--- begin DOCUMENT SECTION ---

Bookmark and Share

Notice: On April 23, 2014, Statalist moved from an email list to a forum, based at statalist.org.


[Date Prev][Date Next][Thread Prev][Thread Next][Date Index][Thread Index]

Re: st: dummy variable


From   "Jing Zhou" <[email protected]>
To   <[email protected]>
Subject   Re: st: dummy variable
Date   Fri, 16 Sep 2011 20:06:22 +1000

Thanks a lot, Maarten. your suggestions are very appreciated. Can you
please provide the reference of "The consequence of the fact that there
are so few 1s is that the variance of the variable will be low, and thus
the precision with which the effect of that variable is measured will
also be low, i.e. large standard errors and confidence intervals."?

Regards,
Jing




>>> Maarten Buis <[email protected]> 16/09/11 7:30 下午 >>>
If you want to get results that control for that than you should add
that variable, otherwise you should not do so. If you want to add that
variable I would first try to find out why they are missing. For
example, is there only one shareholder, and is it thus impossible for
anyone to be the second largest shareholder or is the second largest
shareholder unknown. In the former case you can set those missing
values at zero (and possible add a dummy variable for single
shareholder), while in the latter case you can think of multiple
imputation (see: -help mi-).

The consequence of the fact that there are so few 1s is that the
variance of the variable will be low, and thus the precision with
which the effect of that variable is measured will also be low, i.e.
large standard errors and confidence intervals.

Hope this helps,
Maarten

On Fri, Sep 16, 2011 at 10:51 AM, Jing Zhou <[email protected]>
wrote:
> Thanks Maarten, it measues whether the second largest shareholder of a
> listed company is a state shareholder.

--- end DOCUMENT SECTION ---
--- begin GIVEN INFORMATION ---

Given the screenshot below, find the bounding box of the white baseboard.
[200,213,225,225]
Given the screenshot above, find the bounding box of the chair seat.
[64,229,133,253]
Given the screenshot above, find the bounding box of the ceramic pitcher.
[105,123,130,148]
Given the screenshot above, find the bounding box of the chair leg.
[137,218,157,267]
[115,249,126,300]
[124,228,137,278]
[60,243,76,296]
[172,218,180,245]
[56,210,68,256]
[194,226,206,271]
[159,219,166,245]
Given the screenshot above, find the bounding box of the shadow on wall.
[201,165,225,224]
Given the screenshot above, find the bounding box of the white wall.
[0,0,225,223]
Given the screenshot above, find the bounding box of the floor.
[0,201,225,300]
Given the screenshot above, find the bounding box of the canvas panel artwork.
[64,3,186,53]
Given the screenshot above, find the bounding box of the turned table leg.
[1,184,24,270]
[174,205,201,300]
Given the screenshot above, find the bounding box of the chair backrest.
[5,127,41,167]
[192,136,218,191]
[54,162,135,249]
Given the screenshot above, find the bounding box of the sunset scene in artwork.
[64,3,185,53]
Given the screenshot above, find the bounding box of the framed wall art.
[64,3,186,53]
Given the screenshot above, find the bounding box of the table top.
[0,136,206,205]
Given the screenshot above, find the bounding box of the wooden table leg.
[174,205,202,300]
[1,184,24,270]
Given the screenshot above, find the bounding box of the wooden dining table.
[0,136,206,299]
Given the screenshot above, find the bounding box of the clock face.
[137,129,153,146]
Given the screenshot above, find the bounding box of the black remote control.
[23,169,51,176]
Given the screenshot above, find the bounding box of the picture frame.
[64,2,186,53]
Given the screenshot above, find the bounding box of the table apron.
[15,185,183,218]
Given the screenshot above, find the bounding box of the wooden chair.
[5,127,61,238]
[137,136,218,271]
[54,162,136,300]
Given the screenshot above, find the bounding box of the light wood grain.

--- end GIVEN INFORMATION ---

### [EXERCISE DESCRIPTION]
Write out the entire Statalist message about the dummy variable word for word. The listing comes from a different source than the Statalist message.

### [FINISHED ANSWER]
Bookmark and Share

Notice: On April 23, 2014, Statalist moved from an email list to a forum, based at statalist.org.


[Date Prev][Date Next][Thread Prev][Thread Next][Date Index][Thread Index]

Re: st: dummy variable


From   "Jing Zhou" <[email protected]>
To   <[email protected]>
Subject   Re: st: dummy variable
Date   Fri, 16 Sep 2011 20:06:22 +1000

Thanks a lot, Maarten. your suggestions are very appreciated. Can you
please provide the reference of "The consequence of the fact that there
are so few 1s is that the variance of the variable will be low, and thus
the precision with which the effect of that variable is measured will
also be low, i.e. large standard errors and confidence intervals."?

Regards,
Jing




>>> Maarten Buis <[email protected]> 16/09/11 7:30 下午 >>>
If you want to get results that control for that than you should add
that variable, otherwise you should not do so. If you want to add that
variable I would first try to find out why they are missing. For
example, is there only one shareholder, and is it thus impossible for
anyone to be the second largest shareholder or is the second largest
shareholder unknown. In the former case you can set those missing
values at zero (and possible add a dummy variable for single
shareholder), while in the latter case you can think of multiple
imputation (see: -help mi-).

The consequence of the fact that there are so few 1s is that the
variance of the variable will be low, and thus the precision with
which the effect of that variable is measured will also be low, i.e.
large standard errors and confidence intervals.

Hope this helps,
Maarten

On Fri, Sep 16, 2011 at 10:51 AM, Jing Zhou <[email protected]>
wrote:
> Thanks Maarten, it measues whether the second largest shareholder of a
> listed company is a state shareholder.